§ **SOURCE DOCUMENT**
[start]
A biometric profile is one of the three factors that can be used to authenticate a person’s identity. In multi-factor authentication, a text-based password represents knowledge (something you know), a device or key represents possession (something you have), and biometrics manifest inherence or something you are.

Biometric systems recognize a person’s specific physical attributes – unique features that can be treated as biometric passwords. 

Biometric authentication can take various forms like fingerprint scanning, facial ID, Vein/hand scanning, and iris scanning, among others. The most widely used biometric authenticators are fingerprints and facial IDs.

Understanding the biometric authentication process

Biometric authentication is divided into a few simple steps. 

biometrics authentication process

Step 1: Enrollment

Before using biometric data to authenticate an individual’s identity, the biometric system has to collect their biometric data and associate it with their specific identity. For instance, if an individual tries to set up their fingerprint as a biometric password to unlock their smartphone, they’ll need to press the finger several times on the sensor so that the sensor can collect the data.
[end]
§ **EXERCISE TASKS**
[a] Translate this sentence from the passage on biometric authentication into Spanish: "Biometric authentication is divided into a few simple steps."
[b] According to the passage on biometric authentication, which biometric authenticators are the most widely used?
[c] Reproduce the passage on biometric authentication word for word, from "A biometric profile" up to and including "and facial IDs.".
The records that come next are separate material, not part of the passage on biometric authentication.

§ **DATA ENTRIES**
[start]
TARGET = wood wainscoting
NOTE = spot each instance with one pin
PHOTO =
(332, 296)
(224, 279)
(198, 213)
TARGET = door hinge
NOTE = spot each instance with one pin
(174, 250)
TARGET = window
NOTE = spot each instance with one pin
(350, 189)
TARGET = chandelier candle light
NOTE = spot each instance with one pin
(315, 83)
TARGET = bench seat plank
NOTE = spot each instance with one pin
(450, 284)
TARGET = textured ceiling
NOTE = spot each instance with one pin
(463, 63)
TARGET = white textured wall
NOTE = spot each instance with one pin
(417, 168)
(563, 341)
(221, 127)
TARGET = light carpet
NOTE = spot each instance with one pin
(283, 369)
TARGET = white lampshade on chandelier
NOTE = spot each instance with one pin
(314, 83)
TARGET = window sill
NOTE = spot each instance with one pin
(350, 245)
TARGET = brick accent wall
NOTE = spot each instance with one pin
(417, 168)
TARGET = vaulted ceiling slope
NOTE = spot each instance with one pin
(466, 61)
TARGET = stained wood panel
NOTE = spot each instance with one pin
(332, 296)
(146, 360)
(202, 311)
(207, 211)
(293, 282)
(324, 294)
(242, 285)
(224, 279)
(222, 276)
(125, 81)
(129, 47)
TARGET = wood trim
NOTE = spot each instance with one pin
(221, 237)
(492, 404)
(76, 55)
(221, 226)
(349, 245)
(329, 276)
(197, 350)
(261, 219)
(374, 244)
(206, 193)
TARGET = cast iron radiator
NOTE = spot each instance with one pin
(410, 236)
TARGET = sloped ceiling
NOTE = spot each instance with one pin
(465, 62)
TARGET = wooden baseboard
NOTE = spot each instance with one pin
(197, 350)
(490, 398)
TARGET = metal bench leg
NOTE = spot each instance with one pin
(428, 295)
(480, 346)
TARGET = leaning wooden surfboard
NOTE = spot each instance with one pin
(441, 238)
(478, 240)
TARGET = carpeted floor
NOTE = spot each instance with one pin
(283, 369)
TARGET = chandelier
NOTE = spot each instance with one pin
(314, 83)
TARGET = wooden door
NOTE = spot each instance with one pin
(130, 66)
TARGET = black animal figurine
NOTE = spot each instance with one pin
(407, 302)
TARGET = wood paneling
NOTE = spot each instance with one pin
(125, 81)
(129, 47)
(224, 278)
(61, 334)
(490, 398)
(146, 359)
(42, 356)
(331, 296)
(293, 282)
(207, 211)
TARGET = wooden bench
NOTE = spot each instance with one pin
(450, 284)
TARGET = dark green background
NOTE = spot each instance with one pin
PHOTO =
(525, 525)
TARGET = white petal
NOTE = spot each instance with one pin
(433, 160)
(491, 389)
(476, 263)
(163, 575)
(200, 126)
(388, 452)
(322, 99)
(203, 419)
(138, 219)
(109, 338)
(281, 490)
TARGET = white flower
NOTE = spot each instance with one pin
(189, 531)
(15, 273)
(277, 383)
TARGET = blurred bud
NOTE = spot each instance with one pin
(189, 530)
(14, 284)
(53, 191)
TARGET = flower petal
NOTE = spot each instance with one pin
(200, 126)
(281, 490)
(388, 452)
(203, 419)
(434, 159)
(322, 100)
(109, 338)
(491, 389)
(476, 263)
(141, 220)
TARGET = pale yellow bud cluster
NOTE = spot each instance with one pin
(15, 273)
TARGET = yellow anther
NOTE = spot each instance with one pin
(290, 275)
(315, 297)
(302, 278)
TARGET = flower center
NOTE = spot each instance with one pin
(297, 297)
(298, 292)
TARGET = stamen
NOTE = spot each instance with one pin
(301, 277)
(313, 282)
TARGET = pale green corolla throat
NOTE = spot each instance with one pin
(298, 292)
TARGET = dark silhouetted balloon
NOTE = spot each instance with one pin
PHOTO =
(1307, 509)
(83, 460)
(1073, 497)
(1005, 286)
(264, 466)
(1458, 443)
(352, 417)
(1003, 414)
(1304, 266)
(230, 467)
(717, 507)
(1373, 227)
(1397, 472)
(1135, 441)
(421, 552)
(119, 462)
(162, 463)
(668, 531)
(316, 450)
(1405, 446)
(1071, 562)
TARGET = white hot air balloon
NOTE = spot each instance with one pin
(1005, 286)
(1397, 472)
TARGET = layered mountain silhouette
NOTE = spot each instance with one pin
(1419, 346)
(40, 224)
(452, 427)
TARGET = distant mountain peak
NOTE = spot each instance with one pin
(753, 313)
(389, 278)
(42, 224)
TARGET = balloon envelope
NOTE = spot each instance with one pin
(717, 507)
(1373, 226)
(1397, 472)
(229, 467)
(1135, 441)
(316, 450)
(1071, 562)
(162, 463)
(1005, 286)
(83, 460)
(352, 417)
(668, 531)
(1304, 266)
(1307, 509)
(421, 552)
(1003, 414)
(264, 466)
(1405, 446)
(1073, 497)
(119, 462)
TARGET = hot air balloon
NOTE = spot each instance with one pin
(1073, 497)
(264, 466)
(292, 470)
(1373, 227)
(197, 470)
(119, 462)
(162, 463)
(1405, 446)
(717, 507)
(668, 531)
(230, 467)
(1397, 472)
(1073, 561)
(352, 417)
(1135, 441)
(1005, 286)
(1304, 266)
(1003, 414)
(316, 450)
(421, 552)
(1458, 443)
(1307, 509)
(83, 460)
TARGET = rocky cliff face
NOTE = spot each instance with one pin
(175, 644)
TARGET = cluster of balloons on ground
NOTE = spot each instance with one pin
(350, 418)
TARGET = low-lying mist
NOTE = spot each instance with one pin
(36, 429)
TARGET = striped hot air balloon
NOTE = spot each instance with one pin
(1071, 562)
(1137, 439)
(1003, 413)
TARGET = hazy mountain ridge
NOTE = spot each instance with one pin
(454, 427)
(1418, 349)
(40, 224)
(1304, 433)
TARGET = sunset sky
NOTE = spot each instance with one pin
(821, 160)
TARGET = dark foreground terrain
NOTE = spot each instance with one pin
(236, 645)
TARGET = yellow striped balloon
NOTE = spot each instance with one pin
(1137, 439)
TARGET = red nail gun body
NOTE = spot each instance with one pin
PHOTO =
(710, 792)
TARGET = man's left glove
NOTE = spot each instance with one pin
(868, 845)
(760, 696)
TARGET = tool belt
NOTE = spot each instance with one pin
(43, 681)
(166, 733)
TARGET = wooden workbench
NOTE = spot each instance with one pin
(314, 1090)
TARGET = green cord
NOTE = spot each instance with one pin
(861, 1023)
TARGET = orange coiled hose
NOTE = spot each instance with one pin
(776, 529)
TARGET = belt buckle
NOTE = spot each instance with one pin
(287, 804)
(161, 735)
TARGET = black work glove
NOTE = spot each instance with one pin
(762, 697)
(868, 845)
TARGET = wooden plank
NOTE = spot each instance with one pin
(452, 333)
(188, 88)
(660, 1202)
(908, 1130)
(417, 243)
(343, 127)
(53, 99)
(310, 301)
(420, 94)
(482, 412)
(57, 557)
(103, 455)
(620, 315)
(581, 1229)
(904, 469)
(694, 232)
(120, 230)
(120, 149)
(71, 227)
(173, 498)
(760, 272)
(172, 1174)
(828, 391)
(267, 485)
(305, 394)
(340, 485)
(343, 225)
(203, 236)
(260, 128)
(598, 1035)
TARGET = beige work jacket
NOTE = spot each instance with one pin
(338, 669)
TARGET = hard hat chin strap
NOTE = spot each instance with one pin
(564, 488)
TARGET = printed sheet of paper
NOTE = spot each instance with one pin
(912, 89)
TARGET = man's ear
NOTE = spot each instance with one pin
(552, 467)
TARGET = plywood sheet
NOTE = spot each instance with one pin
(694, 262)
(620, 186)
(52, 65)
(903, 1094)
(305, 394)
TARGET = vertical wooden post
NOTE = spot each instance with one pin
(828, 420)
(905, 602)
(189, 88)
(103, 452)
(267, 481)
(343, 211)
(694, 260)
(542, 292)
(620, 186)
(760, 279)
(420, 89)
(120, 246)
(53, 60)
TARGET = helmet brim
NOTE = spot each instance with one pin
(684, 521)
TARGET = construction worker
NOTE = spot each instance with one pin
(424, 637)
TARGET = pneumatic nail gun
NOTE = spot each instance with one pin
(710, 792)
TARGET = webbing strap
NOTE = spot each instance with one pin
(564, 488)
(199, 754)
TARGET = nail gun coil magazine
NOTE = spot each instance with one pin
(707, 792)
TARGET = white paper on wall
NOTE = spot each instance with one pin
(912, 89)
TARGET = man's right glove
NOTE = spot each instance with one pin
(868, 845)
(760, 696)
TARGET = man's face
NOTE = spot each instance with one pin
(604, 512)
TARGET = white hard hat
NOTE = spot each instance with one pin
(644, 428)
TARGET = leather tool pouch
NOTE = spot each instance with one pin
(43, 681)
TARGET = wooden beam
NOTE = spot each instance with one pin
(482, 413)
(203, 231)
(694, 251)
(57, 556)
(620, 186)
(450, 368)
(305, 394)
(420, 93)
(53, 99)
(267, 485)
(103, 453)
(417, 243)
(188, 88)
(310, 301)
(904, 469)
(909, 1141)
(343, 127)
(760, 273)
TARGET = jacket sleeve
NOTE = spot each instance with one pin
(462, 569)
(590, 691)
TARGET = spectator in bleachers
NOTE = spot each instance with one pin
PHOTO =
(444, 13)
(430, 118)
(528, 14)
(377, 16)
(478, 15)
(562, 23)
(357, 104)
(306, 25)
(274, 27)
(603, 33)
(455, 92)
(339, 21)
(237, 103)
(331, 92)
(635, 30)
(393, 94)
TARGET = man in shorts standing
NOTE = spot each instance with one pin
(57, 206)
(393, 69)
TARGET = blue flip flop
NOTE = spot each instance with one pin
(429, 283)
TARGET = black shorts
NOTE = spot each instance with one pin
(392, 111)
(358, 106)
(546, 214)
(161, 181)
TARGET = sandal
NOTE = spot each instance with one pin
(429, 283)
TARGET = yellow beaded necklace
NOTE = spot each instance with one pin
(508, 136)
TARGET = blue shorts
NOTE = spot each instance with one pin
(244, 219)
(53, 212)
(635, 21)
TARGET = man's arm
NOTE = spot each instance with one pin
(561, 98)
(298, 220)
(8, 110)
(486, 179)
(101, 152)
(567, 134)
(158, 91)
[end]
§ **WRITTEN ANSWERS**
[a] La autenticación biométrica se divide en unos pocos pasos sencillos.

[b] Fingerprints and facial IDs.

[c]
A biometric profile is one of the three factors that can be used to authenticate a person’s identity. In multi-factor authentication, a text-based password represents knowledge (something you know), a device or key represents possession (something you have), and biometrics manifest inherence or something you are.

Biometric systems recognize a person’s specific physical attributes – unique features that can be treated as biometric passwords. 

Biometric authentication can take various forms like fingerprint scanning, facial ID, Vein/hand scanning, and iris scanning, among others. The most widely used biometric authenticators are fingerprints and facial IDs.